***** Data listing *****

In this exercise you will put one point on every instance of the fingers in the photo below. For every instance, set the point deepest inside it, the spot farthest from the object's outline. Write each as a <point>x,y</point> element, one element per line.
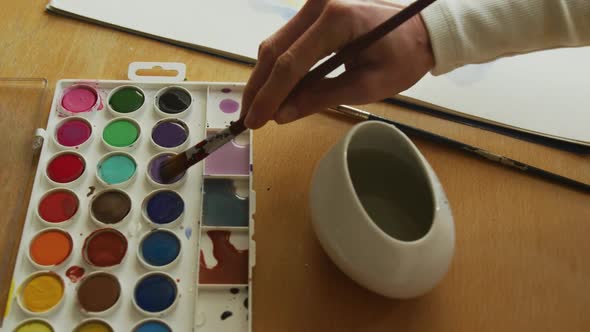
<point>324,36</point>
<point>274,46</point>
<point>354,87</point>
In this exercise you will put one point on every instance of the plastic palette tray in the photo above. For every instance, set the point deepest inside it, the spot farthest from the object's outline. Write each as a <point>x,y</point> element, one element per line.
<point>207,287</point>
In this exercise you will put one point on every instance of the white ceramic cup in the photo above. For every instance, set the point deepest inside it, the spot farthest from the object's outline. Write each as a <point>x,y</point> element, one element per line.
<point>381,214</point>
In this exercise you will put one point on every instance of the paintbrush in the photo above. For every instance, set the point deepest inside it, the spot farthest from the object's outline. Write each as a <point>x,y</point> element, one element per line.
<point>182,161</point>
<point>468,149</point>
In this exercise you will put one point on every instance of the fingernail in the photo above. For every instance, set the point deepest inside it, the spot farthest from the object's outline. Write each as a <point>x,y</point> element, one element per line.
<point>287,114</point>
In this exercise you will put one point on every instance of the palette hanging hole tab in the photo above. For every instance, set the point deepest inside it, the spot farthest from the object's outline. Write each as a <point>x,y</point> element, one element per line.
<point>105,248</point>
<point>155,294</point>
<point>79,100</point>
<point>73,133</point>
<point>50,248</point>
<point>116,170</point>
<point>34,324</point>
<point>173,101</point>
<point>126,100</point>
<point>98,294</point>
<point>93,325</point>
<point>153,172</point>
<point>157,71</point>
<point>111,208</point>
<point>41,293</point>
<point>121,134</point>
<point>152,325</point>
<point>163,208</point>
<point>170,135</point>
<point>58,207</point>
<point>159,249</point>
<point>66,169</point>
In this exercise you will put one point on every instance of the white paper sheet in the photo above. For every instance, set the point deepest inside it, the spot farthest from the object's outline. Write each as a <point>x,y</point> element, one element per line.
<point>545,92</point>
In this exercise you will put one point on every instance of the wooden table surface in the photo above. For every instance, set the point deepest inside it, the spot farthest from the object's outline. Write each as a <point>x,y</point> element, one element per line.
<point>522,247</point>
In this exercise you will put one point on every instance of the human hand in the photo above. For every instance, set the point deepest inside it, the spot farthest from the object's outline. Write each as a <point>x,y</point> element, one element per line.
<point>321,27</point>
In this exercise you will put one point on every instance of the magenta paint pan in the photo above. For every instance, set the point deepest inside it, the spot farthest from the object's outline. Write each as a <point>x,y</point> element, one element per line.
<point>73,133</point>
<point>231,159</point>
<point>80,100</point>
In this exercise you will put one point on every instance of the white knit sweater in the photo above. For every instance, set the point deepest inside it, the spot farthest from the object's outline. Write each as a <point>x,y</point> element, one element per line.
<point>476,31</point>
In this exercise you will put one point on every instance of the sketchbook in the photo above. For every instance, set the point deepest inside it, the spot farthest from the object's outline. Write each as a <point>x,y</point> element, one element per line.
<point>542,92</point>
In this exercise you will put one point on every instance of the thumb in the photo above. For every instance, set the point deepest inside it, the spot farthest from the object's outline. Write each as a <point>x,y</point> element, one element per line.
<point>354,87</point>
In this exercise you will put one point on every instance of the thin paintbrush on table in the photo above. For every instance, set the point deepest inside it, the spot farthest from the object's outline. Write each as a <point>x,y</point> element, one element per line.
<point>469,149</point>
<point>182,161</point>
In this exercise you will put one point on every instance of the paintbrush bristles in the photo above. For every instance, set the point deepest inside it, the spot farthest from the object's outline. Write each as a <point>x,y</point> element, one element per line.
<point>173,167</point>
<point>182,161</point>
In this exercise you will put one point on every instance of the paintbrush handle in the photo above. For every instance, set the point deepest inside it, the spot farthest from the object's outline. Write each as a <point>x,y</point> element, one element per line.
<point>499,159</point>
<point>469,149</point>
<point>352,49</point>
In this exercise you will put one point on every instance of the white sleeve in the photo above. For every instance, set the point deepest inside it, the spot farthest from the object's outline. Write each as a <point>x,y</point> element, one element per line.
<point>476,31</point>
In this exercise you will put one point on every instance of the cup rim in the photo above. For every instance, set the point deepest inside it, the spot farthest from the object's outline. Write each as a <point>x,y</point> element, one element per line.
<point>423,169</point>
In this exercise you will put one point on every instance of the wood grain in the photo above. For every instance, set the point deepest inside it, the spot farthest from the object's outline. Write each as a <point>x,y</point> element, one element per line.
<point>521,255</point>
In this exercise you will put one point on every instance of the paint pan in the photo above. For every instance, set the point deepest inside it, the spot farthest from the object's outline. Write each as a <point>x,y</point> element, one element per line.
<point>58,207</point>
<point>80,100</point>
<point>98,294</point>
<point>170,135</point>
<point>231,159</point>
<point>73,133</point>
<point>153,172</point>
<point>50,248</point>
<point>225,202</point>
<point>223,258</point>
<point>93,325</point>
<point>163,208</point>
<point>159,249</point>
<point>65,169</point>
<point>155,294</point>
<point>41,293</point>
<point>34,325</point>
<point>173,101</point>
<point>121,134</point>
<point>105,248</point>
<point>111,207</point>
<point>152,325</point>
<point>126,100</point>
<point>116,170</point>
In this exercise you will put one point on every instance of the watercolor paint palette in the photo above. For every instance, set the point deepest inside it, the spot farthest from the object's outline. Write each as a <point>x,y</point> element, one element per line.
<point>107,245</point>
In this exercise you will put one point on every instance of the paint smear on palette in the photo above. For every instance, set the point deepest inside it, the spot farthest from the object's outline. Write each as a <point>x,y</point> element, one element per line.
<point>232,263</point>
<point>75,273</point>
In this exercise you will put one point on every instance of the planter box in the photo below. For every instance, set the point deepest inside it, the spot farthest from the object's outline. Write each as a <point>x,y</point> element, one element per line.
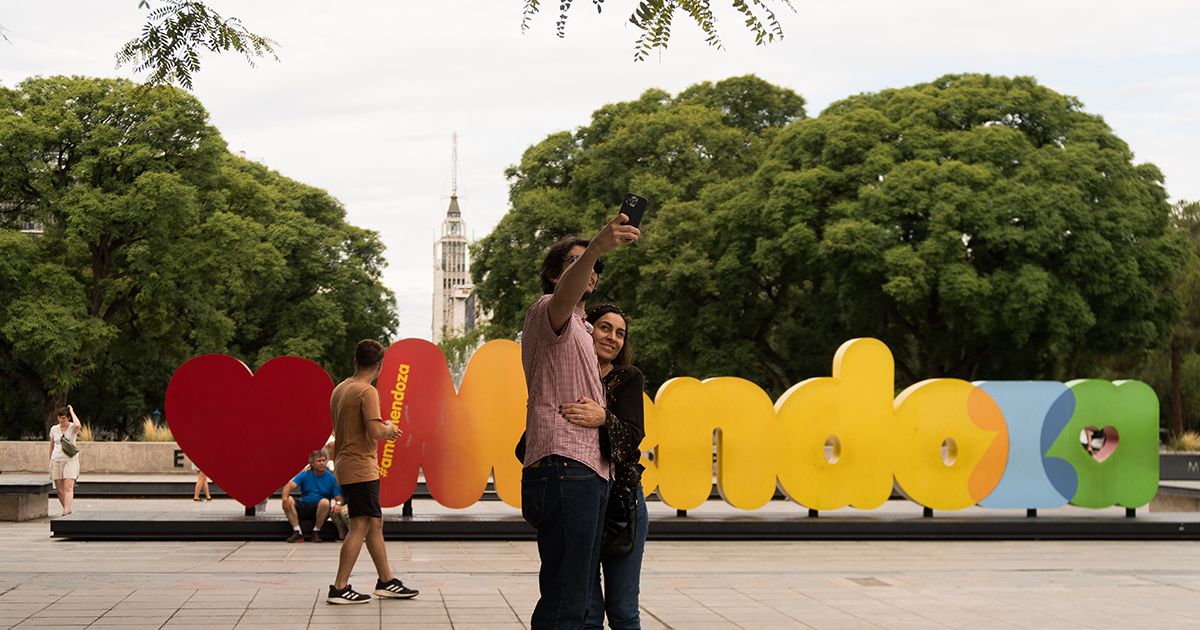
<point>138,457</point>
<point>1179,466</point>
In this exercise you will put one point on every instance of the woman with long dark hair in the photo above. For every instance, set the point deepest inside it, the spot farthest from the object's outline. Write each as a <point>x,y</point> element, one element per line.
<point>621,438</point>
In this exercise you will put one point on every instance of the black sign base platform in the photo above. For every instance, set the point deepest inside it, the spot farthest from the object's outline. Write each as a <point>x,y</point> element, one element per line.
<point>777,521</point>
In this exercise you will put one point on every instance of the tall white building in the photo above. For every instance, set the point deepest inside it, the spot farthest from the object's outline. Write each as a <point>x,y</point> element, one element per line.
<point>453,291</point>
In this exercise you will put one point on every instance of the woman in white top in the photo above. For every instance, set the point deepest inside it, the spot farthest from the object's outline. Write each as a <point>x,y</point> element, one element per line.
<point>64,471</point>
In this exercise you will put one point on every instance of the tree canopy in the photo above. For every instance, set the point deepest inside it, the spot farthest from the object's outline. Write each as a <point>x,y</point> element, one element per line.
<point>981,226</point>
<point>177,33</point>
<point>159,244</point>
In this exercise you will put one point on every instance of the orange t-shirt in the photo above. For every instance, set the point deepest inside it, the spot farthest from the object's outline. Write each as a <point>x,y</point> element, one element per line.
<point>353,405</point>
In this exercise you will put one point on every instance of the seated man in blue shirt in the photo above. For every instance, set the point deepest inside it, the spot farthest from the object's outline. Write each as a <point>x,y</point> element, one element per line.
<point>319,497</point>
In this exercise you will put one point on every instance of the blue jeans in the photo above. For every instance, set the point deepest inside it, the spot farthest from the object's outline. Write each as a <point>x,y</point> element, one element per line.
<point>622,582</point>
<point>564,501</point>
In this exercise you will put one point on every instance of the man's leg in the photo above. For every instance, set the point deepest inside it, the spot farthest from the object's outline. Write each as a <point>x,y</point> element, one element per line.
<point>351,549</point>
<point>321,514</point>
<point>378,550</point>
<point>289,510</point>
<point>571,501</point>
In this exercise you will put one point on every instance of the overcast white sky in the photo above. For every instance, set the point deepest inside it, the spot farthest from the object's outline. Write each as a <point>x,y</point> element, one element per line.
<point>366,94</point>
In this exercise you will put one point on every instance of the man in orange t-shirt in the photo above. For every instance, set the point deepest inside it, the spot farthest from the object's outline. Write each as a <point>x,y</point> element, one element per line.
<point>358,426</point>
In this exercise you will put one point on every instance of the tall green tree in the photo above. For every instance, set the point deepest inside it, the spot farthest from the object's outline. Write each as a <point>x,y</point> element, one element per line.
<point>159,244</point>
<point>1186,337</point>
<point>670,149</point>
<point>981,226</point>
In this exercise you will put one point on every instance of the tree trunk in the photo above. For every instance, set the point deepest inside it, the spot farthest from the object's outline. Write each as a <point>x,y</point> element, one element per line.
<point>1176,390</point>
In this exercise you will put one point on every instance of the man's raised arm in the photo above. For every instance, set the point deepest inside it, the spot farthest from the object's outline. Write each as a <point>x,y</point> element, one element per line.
<point>574,282</point>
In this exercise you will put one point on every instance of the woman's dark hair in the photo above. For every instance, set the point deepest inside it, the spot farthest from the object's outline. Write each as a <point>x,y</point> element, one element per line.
<point>625,357</point>
<point>369,353</point>
<point>552,265</point>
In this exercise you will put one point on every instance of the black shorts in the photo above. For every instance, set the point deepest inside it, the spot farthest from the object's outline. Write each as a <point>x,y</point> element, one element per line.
<point>363,498</point>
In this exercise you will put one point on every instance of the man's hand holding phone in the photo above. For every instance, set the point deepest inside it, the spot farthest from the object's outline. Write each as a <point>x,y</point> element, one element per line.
<point>615,234</point>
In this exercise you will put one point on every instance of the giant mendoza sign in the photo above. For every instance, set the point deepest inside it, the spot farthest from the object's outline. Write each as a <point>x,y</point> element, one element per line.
<point>827,443</point>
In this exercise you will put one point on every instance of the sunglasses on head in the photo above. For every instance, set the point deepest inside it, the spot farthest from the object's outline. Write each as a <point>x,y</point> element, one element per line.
<point>598,268</point>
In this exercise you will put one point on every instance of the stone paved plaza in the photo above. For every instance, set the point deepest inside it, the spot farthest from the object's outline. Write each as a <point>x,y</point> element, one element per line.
<point>55,583</point>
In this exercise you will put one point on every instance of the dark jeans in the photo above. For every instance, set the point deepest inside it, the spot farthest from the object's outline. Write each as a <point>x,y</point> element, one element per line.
<point>564,501</point>
<point>622,582</point>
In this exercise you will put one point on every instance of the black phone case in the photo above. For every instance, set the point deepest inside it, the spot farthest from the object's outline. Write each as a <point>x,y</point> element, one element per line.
<point>634,207</point>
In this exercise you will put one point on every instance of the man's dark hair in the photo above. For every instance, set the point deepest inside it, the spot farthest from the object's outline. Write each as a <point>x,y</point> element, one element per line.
<point>552,265</point>
<point>369,353</point>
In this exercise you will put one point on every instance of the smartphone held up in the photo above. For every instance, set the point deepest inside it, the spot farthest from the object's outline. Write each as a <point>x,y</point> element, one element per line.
<point>634,207</point>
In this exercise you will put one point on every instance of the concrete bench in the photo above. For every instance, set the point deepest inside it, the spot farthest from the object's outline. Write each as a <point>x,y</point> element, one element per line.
<point>24,497</point>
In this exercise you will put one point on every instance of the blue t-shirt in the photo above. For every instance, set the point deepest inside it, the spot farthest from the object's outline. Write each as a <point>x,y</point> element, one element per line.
<point>315,487</point>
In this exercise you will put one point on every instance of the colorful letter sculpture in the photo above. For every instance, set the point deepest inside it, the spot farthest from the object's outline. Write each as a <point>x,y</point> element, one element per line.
<point>827,443</point>
<point>250,432</point>
<point>1036,413</point>
<point>1127,475</point>
<point>688,412</point>
<point>834,432</point>
<point>456,439</point>
<point>951,443</point>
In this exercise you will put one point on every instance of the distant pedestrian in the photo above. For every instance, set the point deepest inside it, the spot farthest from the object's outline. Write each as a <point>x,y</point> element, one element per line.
<point>319,497</point>
<point>64,467</point>
<point>358,426</point>
<point>202,483</point>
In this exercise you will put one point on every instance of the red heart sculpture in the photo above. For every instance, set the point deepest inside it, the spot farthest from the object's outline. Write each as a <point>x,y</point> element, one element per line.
<point>250,432</point>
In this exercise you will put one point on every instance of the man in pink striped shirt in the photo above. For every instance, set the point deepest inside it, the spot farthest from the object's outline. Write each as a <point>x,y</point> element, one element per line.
<point>564,485</point>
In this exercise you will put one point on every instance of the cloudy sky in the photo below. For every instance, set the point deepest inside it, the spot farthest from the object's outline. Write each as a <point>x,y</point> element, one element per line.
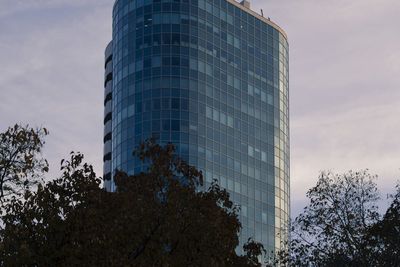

*****

• _Required task_
Reproduce the listing verbatim from its start through the line containing "<point>287,114</point>", both ends included. Omit the pictures from your output.

• _Correct answer_
In this exercise you will put one point on every instance of the fingers in the photo below. For every instance, set the point deepest inside it, the spot farthest from the object's outline. Write each as a <point>x,y</point> element, one element per line.
<point>324,36</point>
<point>274,46</point>
<point>354,87</point>
In this exercise you will put one point on every instance of the plastic palette tray in the photo above. For every instance, set the point deepest inside it, the spot farthest from the object's outline. Write each as a <point>x,y</point> element, one element per line.
<point>207,287</point>
In this exercise you will put one point on every instance of the white ceramic cup in the photo above. For every instance, set the point deepest inside it, the spot farthest from the object's outline. Write each as a <point>x,y</point> element, one element per line.
<point>381,214</point>
In this exercise you will put one point on every instance of the paintbrush in the photo above. For every instance, set the point deepest inside it, the spot farthest from the object's outline. Write each as a <point>x,y</point> element, one element per line.
<point>182,161</point>
<point>468,149</point>
In this exercise you will put one point on every instance of the fingernail in the photo above. For every instance, set the point deepest inside it, the spot farthest from the object's outline. Write each as a <point>x,y</point> element, one element per line.
<point>287,114</point>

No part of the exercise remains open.